TASK REQUIREMENTS:
Your answer should be each line of the entries that contains the word "below", copied in full.

*** Opening of DATASET CONTENT ***

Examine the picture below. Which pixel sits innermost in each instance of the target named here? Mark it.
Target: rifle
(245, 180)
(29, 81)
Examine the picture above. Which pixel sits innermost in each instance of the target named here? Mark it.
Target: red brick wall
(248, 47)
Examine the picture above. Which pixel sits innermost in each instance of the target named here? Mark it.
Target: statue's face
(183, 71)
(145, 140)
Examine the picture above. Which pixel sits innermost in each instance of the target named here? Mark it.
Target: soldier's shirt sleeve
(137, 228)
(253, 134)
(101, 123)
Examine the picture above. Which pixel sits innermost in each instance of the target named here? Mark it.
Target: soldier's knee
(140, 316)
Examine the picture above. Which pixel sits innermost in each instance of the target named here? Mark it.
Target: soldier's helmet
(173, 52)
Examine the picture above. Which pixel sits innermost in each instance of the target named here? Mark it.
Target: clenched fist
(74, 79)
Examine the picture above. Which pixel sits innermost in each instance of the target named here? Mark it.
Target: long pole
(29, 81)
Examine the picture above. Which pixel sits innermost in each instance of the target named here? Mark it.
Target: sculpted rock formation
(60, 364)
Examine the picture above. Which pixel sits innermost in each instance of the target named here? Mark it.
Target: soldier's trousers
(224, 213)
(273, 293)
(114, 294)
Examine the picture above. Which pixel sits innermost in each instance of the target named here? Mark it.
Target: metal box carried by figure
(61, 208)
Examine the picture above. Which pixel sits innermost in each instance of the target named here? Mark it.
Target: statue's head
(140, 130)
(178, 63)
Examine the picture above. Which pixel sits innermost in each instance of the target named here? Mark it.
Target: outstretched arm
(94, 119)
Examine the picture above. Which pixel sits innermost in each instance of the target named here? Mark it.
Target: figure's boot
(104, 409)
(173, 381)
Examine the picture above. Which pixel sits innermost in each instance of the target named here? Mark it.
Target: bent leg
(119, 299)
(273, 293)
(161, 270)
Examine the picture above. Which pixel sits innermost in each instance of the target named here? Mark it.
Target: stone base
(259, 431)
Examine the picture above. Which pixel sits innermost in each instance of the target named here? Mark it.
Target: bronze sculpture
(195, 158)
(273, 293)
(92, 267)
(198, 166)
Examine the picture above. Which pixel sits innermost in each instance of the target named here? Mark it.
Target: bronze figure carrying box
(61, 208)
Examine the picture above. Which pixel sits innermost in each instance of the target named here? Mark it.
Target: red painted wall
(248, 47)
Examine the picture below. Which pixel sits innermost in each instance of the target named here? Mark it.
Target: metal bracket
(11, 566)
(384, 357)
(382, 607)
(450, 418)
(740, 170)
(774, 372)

*** Close of DATASET CONTENT ***
*** Opening of DATASET CONTENT ***

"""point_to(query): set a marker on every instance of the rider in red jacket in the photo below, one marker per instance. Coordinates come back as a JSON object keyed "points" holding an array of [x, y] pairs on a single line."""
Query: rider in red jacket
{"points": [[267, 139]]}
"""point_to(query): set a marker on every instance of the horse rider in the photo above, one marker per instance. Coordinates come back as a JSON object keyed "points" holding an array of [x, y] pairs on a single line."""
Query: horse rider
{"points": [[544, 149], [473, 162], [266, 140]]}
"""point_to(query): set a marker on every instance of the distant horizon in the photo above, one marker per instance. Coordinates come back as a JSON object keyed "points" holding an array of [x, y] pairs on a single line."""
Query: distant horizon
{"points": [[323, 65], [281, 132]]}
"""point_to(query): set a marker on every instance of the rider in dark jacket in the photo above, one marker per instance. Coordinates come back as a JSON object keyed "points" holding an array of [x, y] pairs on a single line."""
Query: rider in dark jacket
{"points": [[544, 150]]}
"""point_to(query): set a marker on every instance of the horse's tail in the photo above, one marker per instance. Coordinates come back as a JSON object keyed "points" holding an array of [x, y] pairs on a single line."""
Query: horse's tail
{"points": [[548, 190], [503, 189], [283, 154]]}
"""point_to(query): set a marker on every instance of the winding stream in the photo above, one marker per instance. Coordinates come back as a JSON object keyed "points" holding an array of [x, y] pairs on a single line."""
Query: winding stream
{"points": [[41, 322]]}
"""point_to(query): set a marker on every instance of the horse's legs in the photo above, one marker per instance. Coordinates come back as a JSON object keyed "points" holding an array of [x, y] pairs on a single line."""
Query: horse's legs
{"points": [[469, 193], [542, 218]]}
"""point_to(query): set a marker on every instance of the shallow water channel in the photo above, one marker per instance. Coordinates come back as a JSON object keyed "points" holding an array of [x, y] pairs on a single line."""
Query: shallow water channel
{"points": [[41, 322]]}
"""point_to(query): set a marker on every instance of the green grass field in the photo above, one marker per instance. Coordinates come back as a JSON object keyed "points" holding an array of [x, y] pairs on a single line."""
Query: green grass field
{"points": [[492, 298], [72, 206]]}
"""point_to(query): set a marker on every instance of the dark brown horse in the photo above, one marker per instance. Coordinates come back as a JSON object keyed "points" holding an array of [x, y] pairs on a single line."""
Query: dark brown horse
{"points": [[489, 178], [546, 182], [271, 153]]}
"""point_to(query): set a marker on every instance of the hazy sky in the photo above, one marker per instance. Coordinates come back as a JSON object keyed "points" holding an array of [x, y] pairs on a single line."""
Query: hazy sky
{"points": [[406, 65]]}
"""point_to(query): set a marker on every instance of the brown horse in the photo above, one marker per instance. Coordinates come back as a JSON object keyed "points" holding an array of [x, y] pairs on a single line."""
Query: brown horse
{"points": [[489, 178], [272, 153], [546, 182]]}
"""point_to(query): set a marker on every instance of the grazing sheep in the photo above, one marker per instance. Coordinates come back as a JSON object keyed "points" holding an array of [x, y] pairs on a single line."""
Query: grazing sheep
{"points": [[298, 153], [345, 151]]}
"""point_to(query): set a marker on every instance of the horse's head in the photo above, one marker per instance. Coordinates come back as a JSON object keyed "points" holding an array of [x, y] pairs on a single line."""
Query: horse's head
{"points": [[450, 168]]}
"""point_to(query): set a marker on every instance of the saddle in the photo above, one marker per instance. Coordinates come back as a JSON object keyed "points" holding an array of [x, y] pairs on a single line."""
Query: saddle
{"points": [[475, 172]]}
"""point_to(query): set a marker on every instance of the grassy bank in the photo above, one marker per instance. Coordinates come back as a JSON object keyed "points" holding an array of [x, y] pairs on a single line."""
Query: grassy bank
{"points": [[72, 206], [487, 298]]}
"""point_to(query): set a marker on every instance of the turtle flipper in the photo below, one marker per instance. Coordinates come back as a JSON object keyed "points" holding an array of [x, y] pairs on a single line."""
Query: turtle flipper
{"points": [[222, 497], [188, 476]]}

*** Close of DATASET CONTENT ***

SOLUTION FOR THIS EXERCISE:
Examine the picture below. Which pixel sits innermost in each instance of the target named here? Mark it.
Examine the picture below. Which pixel sits innermost in each instance of the target named here? Mark it.
"""point_to(query): set a marker on every instance of the rider in red jacket in the photo below, one marker per instance. Coordinates come back as a JSON object keyed "points" holding an array of [x, y] pairs on a single line."""
"""point_to(query): set a marker on every instance of the turtle flipper in the photo below, one marker per instance. Coordinates come back as a JSON object keyed "points" holding an array of [x, y] pairs on a single line."""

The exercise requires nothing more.